Vorliegender Text:
* * * * * * * * *

Der Bayrische Rundfunk entlarvt die «Leichenwagen» in Bergamo

Der Bayrische Rundfunk entlarvt die «Leichen-Lastwagen» in Bergamo. © BR

Für eine Fälschung braucht es keinen Photoshop

Helmut Scheben /  «Content credentials»: Mit dieser neuen Technik sollen Foto-Fakes entlarvt werden. Da wird eine Illusion vermarktet.

Im Januar war ein Video im Umlauf, das eine nächtliche Traktoren-Demo zeigt. Zu hören sind die Sprechchöre aufgebrachter Bauern. Die Bilder waren echt, der Ton dagegen stammte, wie AFP herausfand, von einem Fussballstadion. Mit dieser Art von Fälschungen soll jetzt Schluss sein, verspricht das Schweizer Radio SRF.

* * * * * * * * *

Zeilenauszüge:
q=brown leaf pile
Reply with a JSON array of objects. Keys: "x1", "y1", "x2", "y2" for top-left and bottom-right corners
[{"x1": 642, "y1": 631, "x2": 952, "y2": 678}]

* * * * * * * * *

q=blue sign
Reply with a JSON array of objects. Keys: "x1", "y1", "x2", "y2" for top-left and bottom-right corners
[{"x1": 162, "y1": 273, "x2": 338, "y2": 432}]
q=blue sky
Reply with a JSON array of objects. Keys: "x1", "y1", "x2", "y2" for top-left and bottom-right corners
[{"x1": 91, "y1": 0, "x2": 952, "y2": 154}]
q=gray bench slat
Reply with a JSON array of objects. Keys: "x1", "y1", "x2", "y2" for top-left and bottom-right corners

* * * * * * * * *

Ziel 1: Entnimm dem Text über Foto-Fälschungen wortgetreu den Abschnitt von „Für eine Fälschung“ bis „eine Illusion vermarktet.“.
Ziel 2: Woher stammte laut dem Text über Foto-Fälschungen der Ton des Videos von der nächtlichen Traktoren-Demo?

Richtige Antwort 1:
Für eine Fälschung braucht es keinen Photoshop

Helmut Scheben /  «Content credentials»: Mit dieser neuen Technik sollen Foto-Fakes entlarvt werden. Da wird eine Illusion vermarktet.

Richtige Antwort 2: Von einem Fussballstadion.